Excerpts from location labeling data
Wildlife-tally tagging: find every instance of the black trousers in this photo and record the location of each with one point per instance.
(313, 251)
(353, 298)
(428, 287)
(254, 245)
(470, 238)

* [Exercise description]: Reproduce the listing with "black trousers" swapped for "dark trousers", leaving everything else unchanged.

* [Task solution]:
Wildlife-tally tagging: find every instance of the dark trousers in this photo and record the location of each with one point per instance.
(313, 251)
(353, 298)
(428, 287)
(254, 245)
(470, 238)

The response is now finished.